=== DATASET EXTRACT ===

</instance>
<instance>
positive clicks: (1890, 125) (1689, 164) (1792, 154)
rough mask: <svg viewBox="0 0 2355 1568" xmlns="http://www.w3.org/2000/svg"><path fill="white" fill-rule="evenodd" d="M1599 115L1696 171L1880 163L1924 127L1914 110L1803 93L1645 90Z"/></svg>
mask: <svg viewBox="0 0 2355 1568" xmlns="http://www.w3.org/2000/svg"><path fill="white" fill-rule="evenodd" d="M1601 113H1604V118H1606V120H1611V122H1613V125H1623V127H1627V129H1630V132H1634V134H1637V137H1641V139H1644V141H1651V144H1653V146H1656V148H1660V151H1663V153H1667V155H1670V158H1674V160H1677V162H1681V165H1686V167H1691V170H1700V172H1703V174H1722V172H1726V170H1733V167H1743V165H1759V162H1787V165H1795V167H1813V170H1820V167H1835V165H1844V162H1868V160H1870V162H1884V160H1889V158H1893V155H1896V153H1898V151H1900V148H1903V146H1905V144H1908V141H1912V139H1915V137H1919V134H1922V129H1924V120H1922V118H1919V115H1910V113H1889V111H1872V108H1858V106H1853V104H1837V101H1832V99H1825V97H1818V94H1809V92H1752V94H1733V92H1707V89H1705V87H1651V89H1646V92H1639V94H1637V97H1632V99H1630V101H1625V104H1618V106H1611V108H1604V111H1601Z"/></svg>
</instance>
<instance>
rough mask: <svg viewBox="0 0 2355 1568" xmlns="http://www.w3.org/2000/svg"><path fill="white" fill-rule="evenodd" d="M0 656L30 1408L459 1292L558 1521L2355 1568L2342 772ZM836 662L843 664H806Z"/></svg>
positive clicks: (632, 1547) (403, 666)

===

DIRECTIONS: Each record above is to be reproduced verbatim.

RESULT BELOW:
</instance>
<instance>
positive clicks: (1890, 125) (1689, 164) (1792, 154)
rough mask: <svg viewBox="0 0 2355 1568" xmlns="http://www.w3.org/2000/svg"><path fill="white" fill-rule="evenodd" d="M1599 115L1696 171L1880 163L1924 127L1914 110L1803 93L1645 90Z"/></svg>
mask: <svg viewBox="0 0 2355 1568" xmlns="http://www.w3.org/2000/svg"><path fill="white" fill-rule="evenodd" d="M1601 113H1604V118H1606V120H1611V122H1613V125H1623V127H1627V129H1630V132H1634V134H1637V137H1641V139H1644V141H1651V144H1653V146H1656V148H1660V151H1663V153H1667V155H1670V158H1674V160H1677V162H1681V165H1686V167H1691V170H1700V172H1703V174H1722V172H1726V170H1733V167H1743V165H1759V162H1787V165H1795V167H1813V170H1820V167H1835V165H1844V162H1868V160H1870V162H1884V160H1889V158H1893V155H1896V153H1898V151H1900V148H1903V146H1905V144H1908V141H1912V139H1915V137H1919V134H1922V129H1924V120H1922V118H1919V115H1910V113H1889V111H1872V108H1858V106H1853V104H1837V101H1832V99H1825V97H1818V94H1809V92H1752V94H1733V92H1707V89H1705V87H1651V89H1646V92H1639V94H1637V97H1632V99H1630V101H1625V104H1618V106H1611V108H1604V111H1601Z"/></svg>
</instance>
<instance>
rough mask: <svg viewBox="0 0 2355 1568" xmlns="http://www.w3.org/2000/svg"><path fill="white" fill-rule="evenodd" d="M0 656L30 1408L459 1292L558 1521L2355 1568L2342 772ZM836 662L843 664H806Z"/></svg>
positive clicks: (632, 1547) (403, 666)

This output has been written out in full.